** start of ENTRIES SHOWN **

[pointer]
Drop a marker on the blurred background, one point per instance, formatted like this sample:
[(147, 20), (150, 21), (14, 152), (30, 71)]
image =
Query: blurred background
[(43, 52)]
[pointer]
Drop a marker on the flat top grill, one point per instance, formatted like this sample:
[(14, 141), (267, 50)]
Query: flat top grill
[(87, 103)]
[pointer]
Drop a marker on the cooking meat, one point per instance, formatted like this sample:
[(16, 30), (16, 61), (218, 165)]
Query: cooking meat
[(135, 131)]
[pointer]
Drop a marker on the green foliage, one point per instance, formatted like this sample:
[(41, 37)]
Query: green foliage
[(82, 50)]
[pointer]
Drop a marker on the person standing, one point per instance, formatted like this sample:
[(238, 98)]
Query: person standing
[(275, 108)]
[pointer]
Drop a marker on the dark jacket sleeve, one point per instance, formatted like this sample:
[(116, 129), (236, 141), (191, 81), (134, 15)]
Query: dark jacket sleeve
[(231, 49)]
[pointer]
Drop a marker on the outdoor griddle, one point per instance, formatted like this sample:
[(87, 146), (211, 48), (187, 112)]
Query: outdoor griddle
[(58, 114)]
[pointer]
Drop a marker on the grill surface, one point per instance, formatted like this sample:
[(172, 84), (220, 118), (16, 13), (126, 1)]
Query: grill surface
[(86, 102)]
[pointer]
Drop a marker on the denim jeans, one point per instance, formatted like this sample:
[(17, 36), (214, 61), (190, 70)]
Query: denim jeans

** end of ENTRIES SHOWN **

=== EXERCISE ===
Please retype all of the records above word for word, keeping every line unchanged.

=== RESULT OF THIS TASK ===
[pointer]
Drop a marker on the blurred background, one point per instance, formatted like this sample:
[(147, 20), (150, 21), (14, 152), (30, 71)]
image =
Query: blurred background
[(43, 52)]
[pointer]
Drop a marker on the flat top grill, one point per instance, formatted like this sample:
[(14, 141), (267, 50)]
Query: flat top grill
[(87, 103)]
[pointer]
Drop a marker on the cooking meat, one point per instance, formatted like this sample:
[(16, 30), (16, 61), (218, 165)]
Query: cooking meat
[(135, 131)]
[pointer]
Drop a marker on the green foliage, one point per instance, formatted like this sample:
[(41, 37)]
Query: green foliage
[(82, 50)]
[pointer]
Drop a marker on the person standing, one point per instance, formatted like this sample:
[(238, 98)]
Query: person standing
[(275, 108)]
[pointer]
Drop a marker on the dark jacket sleeve, one point per instance, formatted like this sample:
[(116, 129), (236, 141), (191, 81), (134, 15)]
Query: dark jacket sleeve
[(231, 49)]
[pointer]
Drop a marker on the outdoor griddle, one point per instance, formatted like this sample:
[(87, 146), (211, 48), (187, 112)]
Query: outdoor griddle
[(58, 114)]
[pointer]
Drop a marker on the grill surface, one point per instance, formatted like this sample:
[(172, 84), (220, 118), (16, 13), (126, 1)]
Query: grill surface
[(86, 102)]
[pointer]
Drop a marker on the denim jeans, one point per instance, formatted like this sample:
[(17, 36), (214, 61), (190, 70)]
Query: denim jeans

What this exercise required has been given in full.